Exercise aim:
Write out every line below with no difference at all.

[Referring expression data]
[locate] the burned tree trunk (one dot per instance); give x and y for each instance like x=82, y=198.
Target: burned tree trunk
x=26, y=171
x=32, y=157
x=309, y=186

Response:
[locate] the burned tree trunk (one dot per instance); give x and y for each instance like x=82, y=198.
Target: burned tree trunk
x=26, y=171
x=32, y=157
x=309, y=186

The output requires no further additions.